(begin)

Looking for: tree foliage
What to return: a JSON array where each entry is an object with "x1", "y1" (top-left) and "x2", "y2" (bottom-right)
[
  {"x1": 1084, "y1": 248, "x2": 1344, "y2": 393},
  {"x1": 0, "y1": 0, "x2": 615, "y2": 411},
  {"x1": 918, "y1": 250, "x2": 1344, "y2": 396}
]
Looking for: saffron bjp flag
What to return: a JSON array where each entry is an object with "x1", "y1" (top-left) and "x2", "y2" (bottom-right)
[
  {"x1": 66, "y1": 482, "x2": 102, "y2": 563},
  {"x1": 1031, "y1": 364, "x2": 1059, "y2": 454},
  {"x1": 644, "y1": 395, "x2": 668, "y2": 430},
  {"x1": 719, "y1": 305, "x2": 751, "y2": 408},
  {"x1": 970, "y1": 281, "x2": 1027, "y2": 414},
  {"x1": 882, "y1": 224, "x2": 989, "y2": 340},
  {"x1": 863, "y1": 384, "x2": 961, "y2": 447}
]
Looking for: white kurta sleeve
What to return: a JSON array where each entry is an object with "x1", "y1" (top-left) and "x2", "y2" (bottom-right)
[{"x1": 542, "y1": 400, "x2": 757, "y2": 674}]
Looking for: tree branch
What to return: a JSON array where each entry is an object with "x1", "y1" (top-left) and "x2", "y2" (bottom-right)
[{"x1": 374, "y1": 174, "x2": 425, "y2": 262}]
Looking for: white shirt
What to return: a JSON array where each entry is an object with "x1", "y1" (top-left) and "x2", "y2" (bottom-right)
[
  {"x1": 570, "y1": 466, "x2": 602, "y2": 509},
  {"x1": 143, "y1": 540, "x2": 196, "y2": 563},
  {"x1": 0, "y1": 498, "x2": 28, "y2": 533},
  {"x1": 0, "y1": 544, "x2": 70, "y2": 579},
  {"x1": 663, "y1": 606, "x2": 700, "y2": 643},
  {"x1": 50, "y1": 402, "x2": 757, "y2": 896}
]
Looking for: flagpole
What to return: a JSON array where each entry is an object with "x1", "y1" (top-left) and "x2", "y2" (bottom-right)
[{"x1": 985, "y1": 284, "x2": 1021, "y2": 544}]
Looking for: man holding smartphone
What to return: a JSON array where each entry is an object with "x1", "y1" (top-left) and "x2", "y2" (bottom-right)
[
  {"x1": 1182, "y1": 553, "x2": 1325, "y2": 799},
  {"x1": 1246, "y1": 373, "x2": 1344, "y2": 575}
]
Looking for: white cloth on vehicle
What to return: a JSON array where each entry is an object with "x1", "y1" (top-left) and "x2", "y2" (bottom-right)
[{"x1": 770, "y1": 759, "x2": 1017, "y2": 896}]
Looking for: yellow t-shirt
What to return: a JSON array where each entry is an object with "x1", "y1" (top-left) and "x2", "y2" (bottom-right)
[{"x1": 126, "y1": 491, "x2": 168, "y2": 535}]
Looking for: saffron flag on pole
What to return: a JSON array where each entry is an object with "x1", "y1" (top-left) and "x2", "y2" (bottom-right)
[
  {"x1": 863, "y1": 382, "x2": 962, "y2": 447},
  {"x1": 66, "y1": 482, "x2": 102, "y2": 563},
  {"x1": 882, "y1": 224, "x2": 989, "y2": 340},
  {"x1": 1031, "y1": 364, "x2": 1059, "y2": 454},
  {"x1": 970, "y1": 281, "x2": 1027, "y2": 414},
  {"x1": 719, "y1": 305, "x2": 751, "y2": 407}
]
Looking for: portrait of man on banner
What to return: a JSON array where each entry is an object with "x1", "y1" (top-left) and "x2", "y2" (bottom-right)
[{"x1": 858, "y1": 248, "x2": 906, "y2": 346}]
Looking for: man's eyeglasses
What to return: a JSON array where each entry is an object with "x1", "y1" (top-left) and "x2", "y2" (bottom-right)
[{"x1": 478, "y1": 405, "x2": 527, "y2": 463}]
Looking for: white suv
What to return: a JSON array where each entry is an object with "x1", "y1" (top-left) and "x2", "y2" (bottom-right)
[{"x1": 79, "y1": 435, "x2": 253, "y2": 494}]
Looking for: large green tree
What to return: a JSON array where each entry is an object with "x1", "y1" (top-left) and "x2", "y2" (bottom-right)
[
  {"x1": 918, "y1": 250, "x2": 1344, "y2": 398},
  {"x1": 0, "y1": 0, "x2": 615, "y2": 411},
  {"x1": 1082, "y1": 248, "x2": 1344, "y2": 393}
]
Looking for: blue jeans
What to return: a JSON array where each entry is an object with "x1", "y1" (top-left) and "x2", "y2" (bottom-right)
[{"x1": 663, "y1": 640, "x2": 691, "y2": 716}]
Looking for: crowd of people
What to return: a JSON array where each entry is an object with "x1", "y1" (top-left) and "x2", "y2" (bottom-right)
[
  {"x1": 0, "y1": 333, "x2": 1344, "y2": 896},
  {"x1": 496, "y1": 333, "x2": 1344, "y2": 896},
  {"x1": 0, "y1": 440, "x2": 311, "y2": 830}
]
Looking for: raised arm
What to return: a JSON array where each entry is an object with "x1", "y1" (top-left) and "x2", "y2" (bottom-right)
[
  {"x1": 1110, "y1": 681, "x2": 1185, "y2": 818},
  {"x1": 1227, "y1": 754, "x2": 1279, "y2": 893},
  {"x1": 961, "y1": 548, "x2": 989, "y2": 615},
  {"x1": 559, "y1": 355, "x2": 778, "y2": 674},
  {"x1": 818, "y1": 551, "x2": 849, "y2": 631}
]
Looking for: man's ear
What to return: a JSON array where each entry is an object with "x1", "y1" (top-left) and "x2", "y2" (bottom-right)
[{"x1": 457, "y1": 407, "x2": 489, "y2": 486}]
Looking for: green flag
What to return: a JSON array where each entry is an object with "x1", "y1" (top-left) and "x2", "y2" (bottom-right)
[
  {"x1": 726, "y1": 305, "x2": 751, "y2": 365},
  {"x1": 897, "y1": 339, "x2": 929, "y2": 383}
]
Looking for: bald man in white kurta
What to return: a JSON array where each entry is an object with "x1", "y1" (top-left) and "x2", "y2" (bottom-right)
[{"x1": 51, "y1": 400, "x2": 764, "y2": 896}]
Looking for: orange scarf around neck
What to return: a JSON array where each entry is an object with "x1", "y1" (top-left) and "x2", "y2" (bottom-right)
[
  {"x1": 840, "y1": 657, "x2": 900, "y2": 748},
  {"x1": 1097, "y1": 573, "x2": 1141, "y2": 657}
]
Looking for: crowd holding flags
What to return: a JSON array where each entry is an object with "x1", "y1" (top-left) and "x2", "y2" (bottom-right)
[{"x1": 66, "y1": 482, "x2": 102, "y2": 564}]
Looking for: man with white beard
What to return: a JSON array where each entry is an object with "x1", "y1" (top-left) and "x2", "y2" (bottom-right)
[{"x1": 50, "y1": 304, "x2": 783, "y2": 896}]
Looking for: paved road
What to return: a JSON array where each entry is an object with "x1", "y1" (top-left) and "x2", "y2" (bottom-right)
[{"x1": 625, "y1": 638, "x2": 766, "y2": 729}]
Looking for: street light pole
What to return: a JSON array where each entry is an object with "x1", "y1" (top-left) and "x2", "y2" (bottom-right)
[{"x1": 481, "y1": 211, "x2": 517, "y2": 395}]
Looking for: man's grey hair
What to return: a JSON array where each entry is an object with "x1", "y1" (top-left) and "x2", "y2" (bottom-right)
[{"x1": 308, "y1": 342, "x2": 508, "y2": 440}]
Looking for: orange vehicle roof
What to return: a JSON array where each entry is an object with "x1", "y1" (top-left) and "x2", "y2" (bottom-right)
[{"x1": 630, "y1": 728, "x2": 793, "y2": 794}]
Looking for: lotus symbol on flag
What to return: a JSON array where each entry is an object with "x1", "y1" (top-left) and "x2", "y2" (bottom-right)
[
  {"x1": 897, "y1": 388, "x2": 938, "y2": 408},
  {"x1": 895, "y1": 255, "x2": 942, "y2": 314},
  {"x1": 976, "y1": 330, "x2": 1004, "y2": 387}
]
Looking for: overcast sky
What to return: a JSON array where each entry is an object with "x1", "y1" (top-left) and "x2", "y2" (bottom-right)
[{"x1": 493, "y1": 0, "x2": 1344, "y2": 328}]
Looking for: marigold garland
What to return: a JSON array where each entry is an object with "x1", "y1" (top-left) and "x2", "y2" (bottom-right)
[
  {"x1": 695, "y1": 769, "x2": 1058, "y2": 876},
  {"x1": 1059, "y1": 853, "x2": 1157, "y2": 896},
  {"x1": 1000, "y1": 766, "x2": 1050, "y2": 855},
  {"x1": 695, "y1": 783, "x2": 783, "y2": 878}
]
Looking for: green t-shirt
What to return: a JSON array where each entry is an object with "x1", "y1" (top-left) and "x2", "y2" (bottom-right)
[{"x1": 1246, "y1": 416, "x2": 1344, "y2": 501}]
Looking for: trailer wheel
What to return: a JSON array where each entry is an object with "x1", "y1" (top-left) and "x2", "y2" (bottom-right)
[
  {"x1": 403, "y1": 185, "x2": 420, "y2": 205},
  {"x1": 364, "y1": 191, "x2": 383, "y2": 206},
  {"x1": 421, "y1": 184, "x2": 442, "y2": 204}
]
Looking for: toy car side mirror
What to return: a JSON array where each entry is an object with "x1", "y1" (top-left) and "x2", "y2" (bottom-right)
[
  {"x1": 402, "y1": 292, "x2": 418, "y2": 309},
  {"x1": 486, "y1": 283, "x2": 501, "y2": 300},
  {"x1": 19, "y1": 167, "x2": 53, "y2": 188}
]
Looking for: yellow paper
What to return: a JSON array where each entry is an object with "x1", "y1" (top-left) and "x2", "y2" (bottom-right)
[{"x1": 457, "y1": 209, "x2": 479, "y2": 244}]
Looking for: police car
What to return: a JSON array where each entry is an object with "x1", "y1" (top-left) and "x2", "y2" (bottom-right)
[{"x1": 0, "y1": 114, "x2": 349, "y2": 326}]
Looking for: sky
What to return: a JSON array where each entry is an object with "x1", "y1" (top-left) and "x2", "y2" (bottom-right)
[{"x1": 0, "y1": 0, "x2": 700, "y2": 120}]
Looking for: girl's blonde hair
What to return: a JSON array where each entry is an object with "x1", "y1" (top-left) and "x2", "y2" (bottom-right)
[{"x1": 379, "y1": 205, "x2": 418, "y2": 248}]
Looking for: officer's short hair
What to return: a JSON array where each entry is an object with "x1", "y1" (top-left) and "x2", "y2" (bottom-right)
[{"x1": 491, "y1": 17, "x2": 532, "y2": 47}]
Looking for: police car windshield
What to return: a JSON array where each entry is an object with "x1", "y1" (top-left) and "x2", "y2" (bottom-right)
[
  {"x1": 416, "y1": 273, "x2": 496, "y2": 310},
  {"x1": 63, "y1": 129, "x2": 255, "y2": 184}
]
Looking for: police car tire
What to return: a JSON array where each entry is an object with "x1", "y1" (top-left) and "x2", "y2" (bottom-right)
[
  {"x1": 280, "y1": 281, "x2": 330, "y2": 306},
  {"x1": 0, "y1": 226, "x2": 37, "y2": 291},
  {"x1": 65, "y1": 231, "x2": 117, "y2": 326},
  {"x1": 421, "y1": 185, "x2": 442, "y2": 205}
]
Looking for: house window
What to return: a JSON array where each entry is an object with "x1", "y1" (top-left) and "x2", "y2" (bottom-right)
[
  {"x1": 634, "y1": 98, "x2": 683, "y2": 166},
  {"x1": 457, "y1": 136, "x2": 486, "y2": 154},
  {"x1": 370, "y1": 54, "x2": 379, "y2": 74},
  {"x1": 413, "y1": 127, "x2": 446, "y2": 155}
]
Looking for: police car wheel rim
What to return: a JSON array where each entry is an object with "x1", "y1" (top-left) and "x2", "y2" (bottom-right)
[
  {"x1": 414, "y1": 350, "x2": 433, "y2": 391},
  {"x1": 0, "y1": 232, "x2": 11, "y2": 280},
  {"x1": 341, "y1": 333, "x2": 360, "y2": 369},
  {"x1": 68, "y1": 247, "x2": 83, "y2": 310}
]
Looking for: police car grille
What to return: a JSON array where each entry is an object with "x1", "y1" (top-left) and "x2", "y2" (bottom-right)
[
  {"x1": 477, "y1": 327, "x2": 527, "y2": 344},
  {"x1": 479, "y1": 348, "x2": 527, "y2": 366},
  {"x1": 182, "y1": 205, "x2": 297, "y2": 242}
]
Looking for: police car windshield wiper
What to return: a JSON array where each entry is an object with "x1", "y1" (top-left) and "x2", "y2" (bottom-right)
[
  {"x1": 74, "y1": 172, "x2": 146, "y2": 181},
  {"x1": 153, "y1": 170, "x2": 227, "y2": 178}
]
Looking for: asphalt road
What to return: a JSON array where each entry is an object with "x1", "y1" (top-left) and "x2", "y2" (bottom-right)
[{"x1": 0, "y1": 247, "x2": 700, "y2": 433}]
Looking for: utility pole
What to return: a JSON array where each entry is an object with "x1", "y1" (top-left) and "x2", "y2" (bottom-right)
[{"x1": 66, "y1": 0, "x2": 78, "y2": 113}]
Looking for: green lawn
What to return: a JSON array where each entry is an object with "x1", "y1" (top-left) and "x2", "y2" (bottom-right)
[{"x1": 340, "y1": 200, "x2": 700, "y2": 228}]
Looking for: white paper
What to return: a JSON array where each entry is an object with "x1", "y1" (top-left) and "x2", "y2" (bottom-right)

(end)

> _THE PROBLEM_:
Repeat exactly, and only, the lines of the records above, starting with the line that contains "Looking for: police car windshield wiper" and ending with the final line, both included.

> _RESPONSE_:
Looking for: police car windshield wiper
What to return: a JSON array where each entry is an object with "x1", "y1" (top-left) and "x2", "y2" (bottom-right)
[
  {"x1": 74, "y1": 172, "x2": 146, "y2": 181},
  {"x1": 153, "y1": 170, "x2": 227, "y2": 178}
]
Looking for: asphalt road
What to return: a JSON array where each entry is an object with "x1", "y1" (top-left) and "x2", "y2" (bottom-right)
[{"x1": 0, "y1": 247, "x2": 700, "y2": 433}]
Looking for: utility pole
What to return: a JSON array where each entry is an object with "x1", "y1" (top-left) and "x2", "y2" (bottom-right)
[{"x1": 66, "y1": 0, "x2": 78, "y2": 113}]
Looking for: green lawn
What to return: a JSON array where each entry is an object with "x1", "y1" (top-left) and "x2", "y2" (bottom-right)
[{"x1": 340, "y1": 200, "x2": 700, "y2": 228}]
Looking for: white paper
What to return: a JSON array where each entry is an object with "x1", "y1" (top-left) and "x2", "y2" (bottom-right)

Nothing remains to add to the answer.